§ **STATED EXERCISE**:
Rewrite all of the entries below, swapping every "Mark each one with a point" for "Place a point on each one" and keeping everything else the same. Leave the pictures out of your version.

--- Start of MATERIAL ---

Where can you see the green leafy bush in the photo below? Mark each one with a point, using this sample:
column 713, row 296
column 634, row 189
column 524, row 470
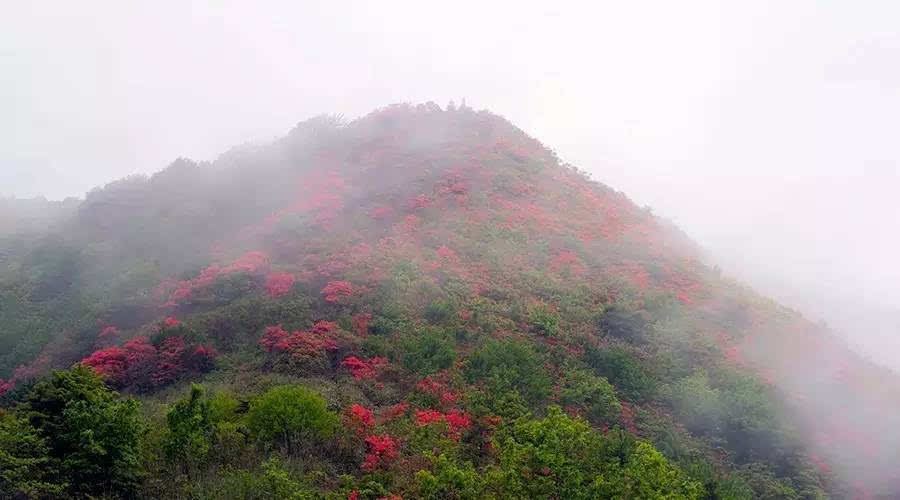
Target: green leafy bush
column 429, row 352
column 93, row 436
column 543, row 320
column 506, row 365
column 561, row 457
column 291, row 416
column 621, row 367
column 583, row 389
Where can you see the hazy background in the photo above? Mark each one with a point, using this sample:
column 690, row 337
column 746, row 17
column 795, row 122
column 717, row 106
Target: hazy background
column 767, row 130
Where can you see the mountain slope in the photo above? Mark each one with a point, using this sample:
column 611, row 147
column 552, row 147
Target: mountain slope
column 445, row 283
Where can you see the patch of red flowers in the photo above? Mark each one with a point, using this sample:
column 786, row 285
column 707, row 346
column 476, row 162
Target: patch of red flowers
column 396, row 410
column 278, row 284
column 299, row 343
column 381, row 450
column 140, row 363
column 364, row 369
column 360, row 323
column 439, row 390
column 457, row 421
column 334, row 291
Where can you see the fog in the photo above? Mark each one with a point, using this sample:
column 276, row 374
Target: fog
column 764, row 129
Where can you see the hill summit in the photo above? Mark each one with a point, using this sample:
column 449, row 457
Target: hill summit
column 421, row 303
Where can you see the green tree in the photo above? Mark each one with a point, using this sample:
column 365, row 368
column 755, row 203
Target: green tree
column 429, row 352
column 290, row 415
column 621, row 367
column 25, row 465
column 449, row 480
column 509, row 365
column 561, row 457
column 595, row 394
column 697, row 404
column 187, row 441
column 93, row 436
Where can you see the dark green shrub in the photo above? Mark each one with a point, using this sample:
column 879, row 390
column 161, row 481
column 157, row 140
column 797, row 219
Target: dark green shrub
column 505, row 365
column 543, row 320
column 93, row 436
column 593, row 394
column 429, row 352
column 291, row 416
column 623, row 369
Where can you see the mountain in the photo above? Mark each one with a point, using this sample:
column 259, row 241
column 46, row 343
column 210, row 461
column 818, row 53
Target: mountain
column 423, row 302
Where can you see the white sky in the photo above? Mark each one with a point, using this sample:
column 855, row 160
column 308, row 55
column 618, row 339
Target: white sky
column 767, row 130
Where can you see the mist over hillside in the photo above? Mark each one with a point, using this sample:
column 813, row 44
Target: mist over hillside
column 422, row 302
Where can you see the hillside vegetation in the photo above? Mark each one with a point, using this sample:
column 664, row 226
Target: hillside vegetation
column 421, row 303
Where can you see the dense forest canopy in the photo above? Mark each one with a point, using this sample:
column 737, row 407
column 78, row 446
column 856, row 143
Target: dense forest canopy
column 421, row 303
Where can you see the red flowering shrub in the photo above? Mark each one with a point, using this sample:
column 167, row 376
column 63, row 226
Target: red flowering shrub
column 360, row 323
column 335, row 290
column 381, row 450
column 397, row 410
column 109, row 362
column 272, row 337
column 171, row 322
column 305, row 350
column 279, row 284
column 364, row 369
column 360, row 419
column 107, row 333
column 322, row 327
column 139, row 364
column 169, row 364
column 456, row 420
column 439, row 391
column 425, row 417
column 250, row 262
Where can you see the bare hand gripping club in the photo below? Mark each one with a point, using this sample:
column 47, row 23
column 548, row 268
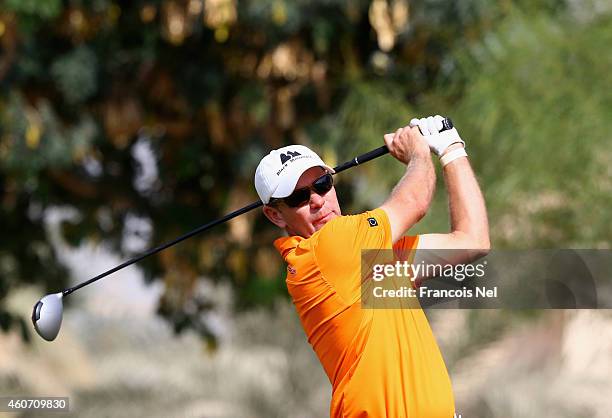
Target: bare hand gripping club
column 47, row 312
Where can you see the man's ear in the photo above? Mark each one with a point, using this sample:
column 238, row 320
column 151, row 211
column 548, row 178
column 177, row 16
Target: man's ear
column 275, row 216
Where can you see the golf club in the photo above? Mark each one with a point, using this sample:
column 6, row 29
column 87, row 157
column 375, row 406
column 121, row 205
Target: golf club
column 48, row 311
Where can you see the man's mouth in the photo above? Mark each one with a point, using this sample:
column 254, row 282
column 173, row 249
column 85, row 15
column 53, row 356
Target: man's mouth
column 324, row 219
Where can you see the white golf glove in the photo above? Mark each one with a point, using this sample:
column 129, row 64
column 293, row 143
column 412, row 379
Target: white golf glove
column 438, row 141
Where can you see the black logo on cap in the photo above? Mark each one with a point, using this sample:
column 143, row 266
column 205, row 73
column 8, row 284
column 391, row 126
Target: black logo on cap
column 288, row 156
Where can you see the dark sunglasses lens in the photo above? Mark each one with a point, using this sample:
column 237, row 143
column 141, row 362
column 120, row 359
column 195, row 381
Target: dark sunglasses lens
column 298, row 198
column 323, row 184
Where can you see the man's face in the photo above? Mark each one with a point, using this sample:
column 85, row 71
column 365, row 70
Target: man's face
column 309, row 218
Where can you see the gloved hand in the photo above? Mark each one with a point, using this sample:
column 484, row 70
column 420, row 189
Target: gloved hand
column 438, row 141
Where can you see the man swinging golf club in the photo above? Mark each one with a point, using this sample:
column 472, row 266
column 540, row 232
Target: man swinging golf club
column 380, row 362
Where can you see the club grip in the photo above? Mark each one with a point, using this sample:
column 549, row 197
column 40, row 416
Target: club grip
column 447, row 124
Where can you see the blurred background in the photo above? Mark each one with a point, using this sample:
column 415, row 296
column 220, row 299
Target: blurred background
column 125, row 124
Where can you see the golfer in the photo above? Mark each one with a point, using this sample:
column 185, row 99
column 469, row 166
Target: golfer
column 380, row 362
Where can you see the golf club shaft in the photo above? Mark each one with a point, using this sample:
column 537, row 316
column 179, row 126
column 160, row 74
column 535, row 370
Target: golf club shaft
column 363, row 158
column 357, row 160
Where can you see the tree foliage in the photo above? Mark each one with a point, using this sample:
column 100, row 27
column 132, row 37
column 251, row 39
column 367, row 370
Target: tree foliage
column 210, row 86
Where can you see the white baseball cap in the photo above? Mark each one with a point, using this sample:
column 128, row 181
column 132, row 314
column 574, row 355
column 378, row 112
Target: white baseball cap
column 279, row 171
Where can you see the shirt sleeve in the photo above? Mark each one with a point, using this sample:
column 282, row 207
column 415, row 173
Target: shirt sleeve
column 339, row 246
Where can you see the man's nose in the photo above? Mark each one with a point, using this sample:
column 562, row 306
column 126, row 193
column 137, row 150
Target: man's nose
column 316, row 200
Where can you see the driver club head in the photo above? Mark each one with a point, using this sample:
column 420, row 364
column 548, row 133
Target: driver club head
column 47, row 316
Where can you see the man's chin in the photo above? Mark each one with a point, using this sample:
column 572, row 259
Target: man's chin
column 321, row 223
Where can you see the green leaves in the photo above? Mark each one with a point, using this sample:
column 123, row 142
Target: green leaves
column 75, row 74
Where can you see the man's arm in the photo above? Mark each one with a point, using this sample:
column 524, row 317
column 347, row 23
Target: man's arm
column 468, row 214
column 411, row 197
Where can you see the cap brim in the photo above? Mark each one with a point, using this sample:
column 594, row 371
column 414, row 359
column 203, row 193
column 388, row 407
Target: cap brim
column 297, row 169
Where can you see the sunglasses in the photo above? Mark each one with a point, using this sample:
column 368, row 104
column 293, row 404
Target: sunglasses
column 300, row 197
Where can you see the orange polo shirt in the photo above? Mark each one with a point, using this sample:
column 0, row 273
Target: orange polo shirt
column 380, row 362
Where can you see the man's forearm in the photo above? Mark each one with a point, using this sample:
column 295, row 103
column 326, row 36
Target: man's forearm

--- End of MATERIAL ---

§ **WORKED ANSWER**:
Where can you see the green leafy bush in the photo below? Place a point on each one, using this sample:
column 713, row 296
column 634, row 189
column 524, row 470
Target: green leafy bush
column 429, row 352
column 93, row 436
column 543, row 320
column 506, row 365
column 561, row 457
column 291, row 416
column 621, row 367
column 583, row 389
Where can you see the hazy background in the photo above? Place a point on each one, using this sample:
column 690, row 337
column 746, row 17
column 795, row 122
column 717, row 106
Target: hazy background
column 767, row 130
Where can you see the mountain slope in the photo above? Place a point on each one, using this sample:
column 611, row 147
column 552, row 147
Target: mountain slope
column 445, row 283
Where can you see the patch of red flowers in the photo above? Place a point on each one, using this sample:
column 786, row 285
column 707, row 346
column 476, row 162
Target: patch of red flowers
column 396, row 410
column 278, row 284
column 299, row 343
column 381, row 450
column 140, row 363
column 364, row 369
column 360, row 323
column 439, row 390
column 457, row 421
column 334, row 291
Where can you see the fog in the photo above? Place a point on each one, using this sample:
column 276, row 374
Target: fog
column 764, row 129
Where can you see the hill summit in the photo above? Place a point on each one, using this sample:
column 449, row 457
Target: hill summit
column 421, row 303
Where can you see the green tree in the photo above? Place a point on each one, using this sample:
column 365, row 368
column 755, row 203
Target: green tree
column 429, row 352
column 290, row 415
column 621, row 367
column 25, row 465
column 449, row 480
column 509, row 365
column 561, row 457
column 595, row 394
column 697, row 404
column 187, row 441
column 93, row 436
Where can you see the dark green shrub in the photo above? Place a point on each one, using this sample:
column 879, row 390
column 161, row 481
column 157, row 140
column 797, row 219
Target: dark green shrub
column 505, row 365
column 543, row 320
column 93, row 436
column 593, row 394
column 429, row 352
column 291, row 416
column 623, row 369
Where can you see the mountain in the photo above? Place a point on each one, using this sample:
column 259, row 241
column 46, row 343
column 210, row 461
column 818, row 53
Target: mountain
column 423, row 302
Where can you see the white sky in the photo above? Place a point on each one, using this sample:
column 855, row 160
column 308, row 55
column 618, row 339
Target: white sky
column 767, row 130
Where can you see the mist over hillside in the photo above? Place a point on each one, using this sample:
column 813, row 44
Target: mist over hillside
column 422, row 302
Where can you see the hillside vegetation in the photo above? Place a point on each one, using this sample:
column 664, row 226
Target: hillside vegetation
column 421, row 303
Where can you see the dense forest canopy in the photo above? Place a point on each one, using this sample:
column 737, row 407
column 78, row 446
column 856, row 143
Target: dense forest canopy
column 421, row 303
Where can you see the red flowering shrub in the photo above? Place a point on each one, using this sample:
column 167, row 376
column 63, row 226
Target: red flowering shrub
column 360, row 323
column 335, row 290
column 381, row 450
column 397, row 410
column 109, row 362
column 272, row 337
column 171, row 322
column 305, row 350
column 279, row 284
column 364, row 369
column 360, row 419
column 107, row 333
column 322, row 327
column 139, row 364
column 169, row 364
column 456, row 420
column 439, row 391
column 425, row 417
column 250, row 262
Where can you see the bare hand gripping club in the photo below? Place a point on each one, using this sample:
column 47, row 23
column 548, row 268
Target: bare hand gripping club
column 47, row 312
Where can you see the man's ear in the photo above? Place a point on each one, using this sample:
column 238, row 320
column 151, row 211
column 548, row 178
column 177, row 16
Target: man's ear
column 275, row 216
Where can you see the golf club in the photo above? Place a point on each one, using this sample:
column 6, row 29
column 87, row 157
column 375, row 406
column 121, row 205
Target: golf club
column 48, row 311
Where can you see the man's mouth in the photo above? Place a point on each one, using this sample:
column 254, row 282
column 173, row 249
column 85, row 15
column 53, row 356
Target: man's mouth
column 324, row 219
Where can you see the white golf glove in the photo above? Place a point on each one, using this sample:
column 129, row 64
column 293, row 143
column 412, row 379
Target: white golf glove
column 438, row 141
Where can you see the black logo on cap in the photo above? Place a point on each one, using this sample:
column 143, row 266
column 205, row 73
column 8, row 284
column 391, row 126
Target: black logo on cap
column 288, row 156
Where can you see the dark sunglasses lens in the photo above? Place a point on each one, using this sample:
column 237, row 143
column 141, row 362
column 120, row 359
column 195, row 381
Target: dark sunglasses lens
column 298, row 198
column 323, row 184
Where can you see the man's face in the photo above? Place a point on each one, using this sample:
column 85, row 71
column 365, row 70
Target: man's face
column 309, row 218
Where can you see the gloved hand in the photo above? Place a point on each one, using this sample:
column 484, row 70
column 420, row 189
Target: gloved hand
column 438, row 141
Where can you see the man swinging golf club in the photo above? Place a point on each one, using this sample:
column 472, row 266
column 540, row 232
Target: man swinging golf club
column 380, row 362
Where can you see the club grip in the photo above? Place a point on each one, using this sample:
column 549, row 197
column 40, row 416
Target: club grip
column 447, row 124
Where can you see the blurred background in the photo above? Place a point on each one, using this sample:
column 415, row 296
column 220, row 299
Target: blurred background
column 125, row 124
Where can you see the golfer in the photo above? Place a point on each one, using this sample:
column 185, row 99
column 469, row 166
Target: golfer
column 380, row 362
Where can you see the golf club shaft in the photo above? Place a point on each one, using this sample:
column 537, row 316
column 179, row 126
column 160, row 74
column 535, row 370
Target: golf club shaft
column 363, row 158
column 357, row 160
Where can you see the tree foliage in the photo above? Place a point on each one, using this sample:
column 100, row 27
column 132, row 37
column 251, row 39
column 367, row 370
Target: tree foliage
column 210, row 86
Where can you see the white baseball cap in the photo above? Place a point on each one, using this sample:
column 128, row 181
column 132, row 314
column 574, row 355
column 378, row 112
Target: white baseball cap
column 279, row 171
Where can you see the shirt sleeve in the photo above? Place a point on each one, using this sample:
column 282, row 207
column 415, row 173
Target: shirt sleeve
column 339, row 246
Where can you see the man's nose in the photo above? Place a point on each one, using this sample:
column 562, row 306
column 126, row 193
column 137, row 150
Target: man's nose
column 316, row 200
Where can you see the driver club head in the photo above? Place a point on each one, using this sample:
column 420, row 364
column 548, row 133
Target: driver club head
column 47, row 316
Where can you see the man's chin in the photo above? Place a point on each one, using this sample:
column 572, row 259
Target: man's chin
column 321, row 223
Where can you see the green leaves in the photo above? Place a point on each one, using this sample:
column 123, row 142
Target: green leaves
column 75, row 74
Where can you see the man's arm in the photo above? Place a point on each one, using this sample:
column 524, row 317
column 347, row 23
Target: man's arm
column 468, row 214
column 411, row 197
Where can you see the cap brim in the photo above? Place a point on each one, using this sample:
column 594, row 371
column 414, row 359
column 203, row 193
column 388, row 407
Target: cap brim
column 297, row 169
Where can you see the sunglasses in the photo above? Place a point on each one, using this sample:
column 368, row 104
column 293, row 404
Target: sunglasses
column 300, row 197
Where can you see the orange polo shirt in the photo above? Place a point on each one, using this sample:
column 0, row 273
Target: orange polo shirt
column 380, row 362
Where can you see the man's forearm in the photo above? Place a point on each one, using this sample:
column 295, row 103
column 326, row 36
Target: man's forearm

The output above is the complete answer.